START Data for analysis

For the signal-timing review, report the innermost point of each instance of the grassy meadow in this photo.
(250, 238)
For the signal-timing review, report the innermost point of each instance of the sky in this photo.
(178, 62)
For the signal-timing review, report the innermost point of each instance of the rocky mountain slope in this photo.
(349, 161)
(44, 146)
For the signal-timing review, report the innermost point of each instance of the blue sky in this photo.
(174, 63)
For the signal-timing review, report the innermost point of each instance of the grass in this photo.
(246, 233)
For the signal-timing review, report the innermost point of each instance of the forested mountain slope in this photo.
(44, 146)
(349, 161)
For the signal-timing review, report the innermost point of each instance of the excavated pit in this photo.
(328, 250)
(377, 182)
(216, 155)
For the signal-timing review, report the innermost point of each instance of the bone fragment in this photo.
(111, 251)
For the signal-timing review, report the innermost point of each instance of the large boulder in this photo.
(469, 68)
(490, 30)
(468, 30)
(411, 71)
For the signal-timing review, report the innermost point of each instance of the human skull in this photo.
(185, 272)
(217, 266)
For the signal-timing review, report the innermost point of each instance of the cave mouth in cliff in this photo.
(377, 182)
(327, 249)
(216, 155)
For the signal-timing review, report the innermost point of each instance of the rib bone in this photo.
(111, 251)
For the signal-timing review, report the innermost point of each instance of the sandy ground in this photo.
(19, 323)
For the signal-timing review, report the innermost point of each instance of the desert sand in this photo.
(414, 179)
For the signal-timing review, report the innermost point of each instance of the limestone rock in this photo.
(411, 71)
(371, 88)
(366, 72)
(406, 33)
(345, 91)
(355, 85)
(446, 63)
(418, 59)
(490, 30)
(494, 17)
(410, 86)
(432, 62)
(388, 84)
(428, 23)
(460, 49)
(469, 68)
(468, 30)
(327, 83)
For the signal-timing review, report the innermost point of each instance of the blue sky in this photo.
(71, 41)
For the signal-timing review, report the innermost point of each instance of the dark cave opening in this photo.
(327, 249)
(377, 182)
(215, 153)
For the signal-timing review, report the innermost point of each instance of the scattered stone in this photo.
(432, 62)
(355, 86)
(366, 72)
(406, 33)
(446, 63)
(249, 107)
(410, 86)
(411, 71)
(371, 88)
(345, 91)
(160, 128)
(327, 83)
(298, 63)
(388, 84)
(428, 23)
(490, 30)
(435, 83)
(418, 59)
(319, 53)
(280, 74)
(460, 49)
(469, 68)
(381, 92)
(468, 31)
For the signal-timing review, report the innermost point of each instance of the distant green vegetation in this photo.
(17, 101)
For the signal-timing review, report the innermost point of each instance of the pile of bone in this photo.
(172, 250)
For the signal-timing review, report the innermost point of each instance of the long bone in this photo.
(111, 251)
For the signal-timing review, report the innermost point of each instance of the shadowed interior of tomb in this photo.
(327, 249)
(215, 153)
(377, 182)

END Data for analysis

Each record is to be retyped exactly as written.

For the signal-timing review, report the innermost point of each instance of the grassy meadow in this photo.
(250, 238)
For the signal-timing review, report the innermost point of each instance of the sky in this photo.
(178, 62)
For the signal-timing review, report the innermost point of each instance of the rocky mountain slope in this photo.
(349, 161)
(44, 146)
For the signal-timing review, report the innermost point of each instance of the blue sky in this photo.
(174, 63)
For the signal-timing review, report the innermost point of each instance of the grass in this photo.
(246, 233)
For the signal-timing review, report the innermost point of each instance of the forested mountain slope in this photo.
(44, 146)
(349, 161)
For the signal-timing review, report the innermost point of each instance of the excavated pit in this photo.
(328, 250)
(377, 182)
(216, 155)
For the signal-timing review, report the innermost point of each instance of the bone fragment in this photo.
(111, 251)
For the signal-timing review, report the innermost point of each instance of the large boulder in this photo.
(469, 68)
(490, 30)
(468, 30)
(411, 71)
For the signal-timing review, report the innermost point of each instance of the human skull in this photo.
(185, 272)
(217, 266)
For the signal-timing review, report the innermost point of each instance of the cave mouth in cliff in this photo.
(377, 182)
(327, 249)
(216, 155)
For the signal-timing review, report the innermost point of each instance of the rib bone in this photo.
(111, 251)
For the signal-timing review, report the innermost point of each instance of the sandy ground in this photo.
(19, 323)
For the signal-timing review, report the innermost point of each instance of the desert sand in this photo.
(414, 179)
For the signal-timing review, report the innermost point of each instance of the limestone rock in this photo.
(411, 71)
(371, 88)
(366, 72)
(406, 33)
(345, 91)
(355, 85)
(446, 63)
(418, 59)
(490, 30)
(494, 17)
(410, 86)
(432, 62)
(388, 84)
(428, 23)
(460, 49)
(469, 68)
(468, 30)
(327, 83)
For the signal-timing review, report the innermost point of each instance of the blue sky in this photo.
(71, 41)
For the signal-timing review, report the innermost point of each instance of the dark cave opening in this photo.
(327, 249)
(377, 182)
(215, 153)
For the signal-timing review, report the innermost point of each instance of the scattered stone in this photo.
(432, 62)
(355, 86)
(366, 72)
(406, 33)
(446, 63)
(249, 107)
(410, 86)
(411, 71)
(371, 88)
(345, 91)
(160, 128)
(327, 83)
(298, 63)
(388, 84)
(428, 23)
(490, 30)
(435, 83)
(418, 59)
(319, 53)
(280, 74)
(460, 49)
(469, 68)
(381, 92)
(468, 31)
For the signal-timing review, report the innermost point of each instance of the distant green vegetation in this photo.
(17, 101)
For the signal-timing review, report the innermost point of each instance of the pile of bone in this photo.
(172, 250)
For the signal-timing review, report the innermost point of each instance of the long bone in this photo.
(111, 251)
For the signal-timing review, report the innermost point of each instance of the shadowed interior of tomb in this photo.
(327, 249)
(215, 153)
(377, 182)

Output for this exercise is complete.